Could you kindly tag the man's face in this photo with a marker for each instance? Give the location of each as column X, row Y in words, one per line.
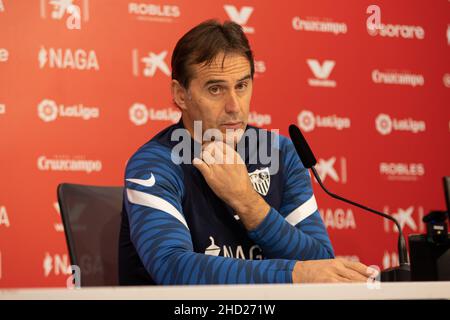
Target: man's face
column 219, row 94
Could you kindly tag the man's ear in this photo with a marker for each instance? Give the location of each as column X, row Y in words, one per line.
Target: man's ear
column 179, row 94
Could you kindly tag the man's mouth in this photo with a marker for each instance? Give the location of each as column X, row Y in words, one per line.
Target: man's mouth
column 232, row 125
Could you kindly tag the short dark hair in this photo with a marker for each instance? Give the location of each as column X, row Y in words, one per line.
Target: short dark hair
column 203, row 43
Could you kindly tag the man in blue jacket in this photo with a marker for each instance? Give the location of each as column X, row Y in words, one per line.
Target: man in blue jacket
column 237, row 208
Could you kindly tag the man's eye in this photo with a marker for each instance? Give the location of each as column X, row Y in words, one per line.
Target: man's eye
column 215, row 89
column 241, row 86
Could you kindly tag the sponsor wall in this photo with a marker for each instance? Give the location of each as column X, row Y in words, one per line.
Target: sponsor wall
column 83, row 83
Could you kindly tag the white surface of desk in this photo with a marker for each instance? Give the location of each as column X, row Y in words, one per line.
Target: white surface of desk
column 406, row 290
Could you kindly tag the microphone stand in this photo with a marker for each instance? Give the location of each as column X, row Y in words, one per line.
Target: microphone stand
column 403, row 271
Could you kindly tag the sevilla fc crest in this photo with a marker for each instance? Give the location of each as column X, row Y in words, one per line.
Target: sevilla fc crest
column 260, row 180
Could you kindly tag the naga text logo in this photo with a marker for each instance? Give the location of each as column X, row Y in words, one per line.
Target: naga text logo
column 329, row 168
column 140, row 114
column 240, row 16
column 69, row 164
column 321, row 73
column 259, row 119
column 148, row 65
column 385, row 124
column 338, row 218
column 56, row 264
column 307, row 121
column 446, row 80
column 153, row 12
column 4, row 219
column 396, row 78
column 66, row 8
column 314, row 25
column 254, row 253
column 408, row 217
column 394, row 30
column 402, row 171
column 58, row 58
column 59, row 227
column 49, row 110
column 4, row 55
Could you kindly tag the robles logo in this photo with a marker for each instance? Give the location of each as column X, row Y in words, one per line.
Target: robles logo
column 139, row 114
column 402, row 171
column 307, row 121
column 48, row 111
column 154, row 12
column 385, row 124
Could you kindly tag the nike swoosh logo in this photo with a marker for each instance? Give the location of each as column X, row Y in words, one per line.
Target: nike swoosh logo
column 145, row 183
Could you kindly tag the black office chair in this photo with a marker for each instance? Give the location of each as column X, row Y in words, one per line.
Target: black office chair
column 91, row 216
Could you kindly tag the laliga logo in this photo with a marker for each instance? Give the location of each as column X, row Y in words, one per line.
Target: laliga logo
column 240, row 17
column 383, row 124
column 139, row 114
column 307, row 121
column 48, row 110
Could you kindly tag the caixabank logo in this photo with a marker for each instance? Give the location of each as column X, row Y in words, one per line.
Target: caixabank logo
column 332, row 169
column 241, row 16
column 48, row 111
column 150, row 63
column 73, row 13
column 409, row 218
column 145, row 11
column 68, row 59
column 386, row 124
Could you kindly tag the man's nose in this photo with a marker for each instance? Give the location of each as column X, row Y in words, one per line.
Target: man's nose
column 232, row 104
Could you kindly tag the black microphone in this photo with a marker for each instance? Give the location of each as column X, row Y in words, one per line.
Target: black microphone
column 309, row 161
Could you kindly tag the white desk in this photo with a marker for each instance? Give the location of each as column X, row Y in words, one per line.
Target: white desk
column 406, row 290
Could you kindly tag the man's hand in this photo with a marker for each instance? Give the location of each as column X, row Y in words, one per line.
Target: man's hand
column 226, row 174
column 331, row 270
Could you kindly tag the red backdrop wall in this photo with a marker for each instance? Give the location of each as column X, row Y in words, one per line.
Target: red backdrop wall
column 83, row 83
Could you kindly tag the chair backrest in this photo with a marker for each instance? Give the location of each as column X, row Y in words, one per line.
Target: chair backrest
column 91, row 216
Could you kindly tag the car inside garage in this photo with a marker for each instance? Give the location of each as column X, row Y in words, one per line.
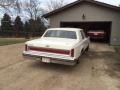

※ ※ ※

EXERCISE DIRECTIONS:
Which lines of the data above contain the word "stand"? Gather each of them, treating uppercase and lowercase as different.

ANSWER TO THE PROBLEM:
Could you kindly tag the microphone stand in this photo with a marker for each instance? Give the location of each as column X, row Y in words, one per line.
Target: microphone stand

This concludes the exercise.